Copy, word for word, the part of the article on the upheld rape conviction that begins at "Before sentencing, Chris" and stops after "while sentencing him.".

> _Document segment_

<<<<

TRUMBULL COUNTY Court of appeals upholds rape conviction
The victim was able to free her hands from the hook long enough to dial 911.
WARREN -- The 11th District Court of Appeals upheld the conviction of a Howland man who hung a woman from a basement hook and abused her.
Judge W. Wyatt McKay of Trumbull County Common Pleas court in March 2003 sentenced Dennis Stambolia, 36, to 32 years in prison for rape, kidnapping and felonious assault. He was also classified as a sexually oriented offender.
Stambolia was arrested Sept. 22, 2002, after the 32-year-old woman, whom he knew, escaped and called police to his Perkins-Jones Road home, where he briefly held the Trumbull County Sheriff's Department SWAT team at bay. The case was investigated by Howland Township police.
Before sentencing, Chris Becker, an assistant Trumbull County prosecutor, told Judge McKay that Stambolia had attempted to recruit a jail inmate to kill the woman. Stambolia, however, was not charged with any other crime.
Part of his appeal had argued that the trial court erred in considering inappropriate information while sentencing him.

>>>>

> _Data extracts_
<<<<

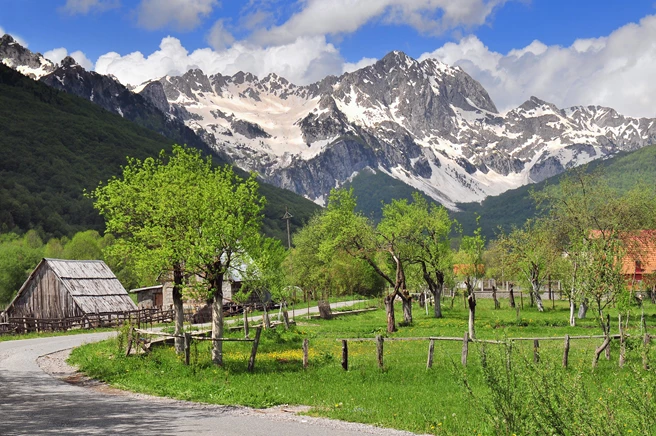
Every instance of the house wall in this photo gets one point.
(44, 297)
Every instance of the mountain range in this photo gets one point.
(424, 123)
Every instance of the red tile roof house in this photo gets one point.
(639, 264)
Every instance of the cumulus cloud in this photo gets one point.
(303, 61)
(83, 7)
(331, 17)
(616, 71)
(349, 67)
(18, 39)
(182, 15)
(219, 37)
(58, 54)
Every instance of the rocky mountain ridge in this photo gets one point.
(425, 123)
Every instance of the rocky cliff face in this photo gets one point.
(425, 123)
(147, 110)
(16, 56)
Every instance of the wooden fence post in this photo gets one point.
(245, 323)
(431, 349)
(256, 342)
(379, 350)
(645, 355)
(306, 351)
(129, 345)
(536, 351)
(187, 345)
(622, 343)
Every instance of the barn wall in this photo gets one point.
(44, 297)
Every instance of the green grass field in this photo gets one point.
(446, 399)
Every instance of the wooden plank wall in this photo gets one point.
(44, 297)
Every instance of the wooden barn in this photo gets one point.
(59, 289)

>>>>
<<<<

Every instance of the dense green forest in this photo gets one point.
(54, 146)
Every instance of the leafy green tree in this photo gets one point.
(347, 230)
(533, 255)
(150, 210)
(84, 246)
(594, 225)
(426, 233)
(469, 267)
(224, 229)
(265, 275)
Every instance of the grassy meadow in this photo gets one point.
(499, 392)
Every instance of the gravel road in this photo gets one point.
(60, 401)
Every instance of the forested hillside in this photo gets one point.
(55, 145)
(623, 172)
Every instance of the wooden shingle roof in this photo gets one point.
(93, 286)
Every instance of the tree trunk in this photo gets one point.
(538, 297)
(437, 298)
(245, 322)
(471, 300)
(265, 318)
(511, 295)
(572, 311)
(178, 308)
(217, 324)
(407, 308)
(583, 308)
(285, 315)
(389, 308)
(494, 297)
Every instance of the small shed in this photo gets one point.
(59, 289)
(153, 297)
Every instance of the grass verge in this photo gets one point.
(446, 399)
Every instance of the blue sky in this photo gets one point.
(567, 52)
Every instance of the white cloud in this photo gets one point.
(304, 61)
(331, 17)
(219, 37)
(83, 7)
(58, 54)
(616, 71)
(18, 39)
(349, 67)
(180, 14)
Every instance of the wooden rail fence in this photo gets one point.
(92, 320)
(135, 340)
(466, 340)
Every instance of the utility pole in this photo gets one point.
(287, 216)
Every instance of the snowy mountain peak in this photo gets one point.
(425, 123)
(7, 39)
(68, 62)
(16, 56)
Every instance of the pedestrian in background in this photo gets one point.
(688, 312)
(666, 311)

>>>>

> _Reply to the exercise_
Before sentencing, Chris Becker, an assistant Trumbull County prosecutor, told Judge McKay that Stambolia had attempted to recruit a jail inmate to kill the woman. Stambolia, however, was not charged with any other crime.
Part of his appeal had argued that the trial court erred in considering inappropriate information while sentencing him.